EXTRACTED INFORMATION =>
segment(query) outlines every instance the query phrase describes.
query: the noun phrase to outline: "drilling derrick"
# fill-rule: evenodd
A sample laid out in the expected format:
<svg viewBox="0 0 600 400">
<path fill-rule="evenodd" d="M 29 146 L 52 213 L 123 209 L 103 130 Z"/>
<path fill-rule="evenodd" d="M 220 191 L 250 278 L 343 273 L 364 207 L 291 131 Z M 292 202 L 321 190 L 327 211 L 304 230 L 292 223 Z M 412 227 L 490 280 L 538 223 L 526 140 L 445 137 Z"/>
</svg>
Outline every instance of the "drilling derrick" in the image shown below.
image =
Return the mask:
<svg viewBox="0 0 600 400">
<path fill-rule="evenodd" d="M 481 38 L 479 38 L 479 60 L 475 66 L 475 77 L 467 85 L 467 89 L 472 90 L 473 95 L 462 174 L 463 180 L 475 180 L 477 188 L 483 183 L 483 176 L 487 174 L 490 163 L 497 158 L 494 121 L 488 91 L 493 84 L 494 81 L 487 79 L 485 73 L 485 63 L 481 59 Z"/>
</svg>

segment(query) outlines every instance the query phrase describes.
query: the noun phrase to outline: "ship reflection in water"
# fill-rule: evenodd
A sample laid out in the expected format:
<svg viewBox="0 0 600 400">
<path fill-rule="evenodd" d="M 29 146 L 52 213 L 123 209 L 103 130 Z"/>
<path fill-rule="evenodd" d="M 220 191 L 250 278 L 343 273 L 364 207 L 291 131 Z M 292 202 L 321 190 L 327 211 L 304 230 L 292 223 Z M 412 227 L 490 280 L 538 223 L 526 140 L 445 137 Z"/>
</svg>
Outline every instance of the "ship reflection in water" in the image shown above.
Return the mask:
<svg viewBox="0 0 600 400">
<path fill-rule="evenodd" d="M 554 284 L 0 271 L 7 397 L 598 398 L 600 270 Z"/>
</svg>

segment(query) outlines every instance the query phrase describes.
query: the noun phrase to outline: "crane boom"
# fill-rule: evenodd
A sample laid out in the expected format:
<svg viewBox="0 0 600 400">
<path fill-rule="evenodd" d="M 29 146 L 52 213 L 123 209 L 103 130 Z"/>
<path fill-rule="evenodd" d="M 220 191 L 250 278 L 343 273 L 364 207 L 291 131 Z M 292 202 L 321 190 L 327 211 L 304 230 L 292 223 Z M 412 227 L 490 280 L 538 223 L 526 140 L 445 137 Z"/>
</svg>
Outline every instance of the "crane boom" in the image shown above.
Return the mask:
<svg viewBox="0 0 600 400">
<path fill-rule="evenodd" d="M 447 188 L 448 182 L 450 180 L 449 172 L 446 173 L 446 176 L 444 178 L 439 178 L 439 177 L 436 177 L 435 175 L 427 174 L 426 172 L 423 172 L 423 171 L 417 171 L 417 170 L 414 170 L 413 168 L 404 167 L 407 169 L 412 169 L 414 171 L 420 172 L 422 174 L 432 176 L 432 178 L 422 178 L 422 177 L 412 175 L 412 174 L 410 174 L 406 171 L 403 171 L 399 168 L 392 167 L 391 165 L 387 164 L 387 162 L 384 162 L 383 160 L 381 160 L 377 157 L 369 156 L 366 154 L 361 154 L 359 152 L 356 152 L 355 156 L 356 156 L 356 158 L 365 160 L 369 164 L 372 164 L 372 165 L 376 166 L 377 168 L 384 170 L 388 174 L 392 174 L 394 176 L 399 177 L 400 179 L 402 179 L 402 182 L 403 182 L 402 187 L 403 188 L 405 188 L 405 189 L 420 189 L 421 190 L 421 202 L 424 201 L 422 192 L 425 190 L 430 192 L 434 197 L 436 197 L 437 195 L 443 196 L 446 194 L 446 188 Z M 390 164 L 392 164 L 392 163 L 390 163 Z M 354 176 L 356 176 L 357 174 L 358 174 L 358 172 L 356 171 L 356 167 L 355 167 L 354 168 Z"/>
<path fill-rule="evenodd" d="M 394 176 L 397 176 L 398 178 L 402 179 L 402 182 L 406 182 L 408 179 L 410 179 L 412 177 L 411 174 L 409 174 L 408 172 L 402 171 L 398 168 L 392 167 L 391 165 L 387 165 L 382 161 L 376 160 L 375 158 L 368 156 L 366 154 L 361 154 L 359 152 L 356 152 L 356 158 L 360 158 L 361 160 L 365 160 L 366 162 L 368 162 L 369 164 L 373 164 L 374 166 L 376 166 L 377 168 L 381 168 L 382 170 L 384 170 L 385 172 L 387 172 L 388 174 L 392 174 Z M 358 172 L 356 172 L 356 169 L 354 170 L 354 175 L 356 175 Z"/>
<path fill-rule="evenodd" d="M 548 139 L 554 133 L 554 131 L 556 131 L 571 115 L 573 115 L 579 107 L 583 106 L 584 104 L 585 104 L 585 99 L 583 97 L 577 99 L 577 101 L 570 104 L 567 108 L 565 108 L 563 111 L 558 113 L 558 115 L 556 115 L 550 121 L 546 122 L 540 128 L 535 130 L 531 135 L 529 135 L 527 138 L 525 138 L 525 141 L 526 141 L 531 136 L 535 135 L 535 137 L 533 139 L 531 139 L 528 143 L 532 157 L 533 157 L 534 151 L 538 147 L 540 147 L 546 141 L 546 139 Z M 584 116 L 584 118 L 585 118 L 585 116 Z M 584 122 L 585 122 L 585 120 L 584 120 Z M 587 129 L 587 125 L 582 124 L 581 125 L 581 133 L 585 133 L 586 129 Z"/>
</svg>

WHAT THE TASK ASKS => Every line of the entries above that includes "drilling" should be copied.

OUTPUT BELOW =>
query: the noun phrase to outline: "drilling derrick"
Outline every instance of the "drilling derrick" in the image shown below.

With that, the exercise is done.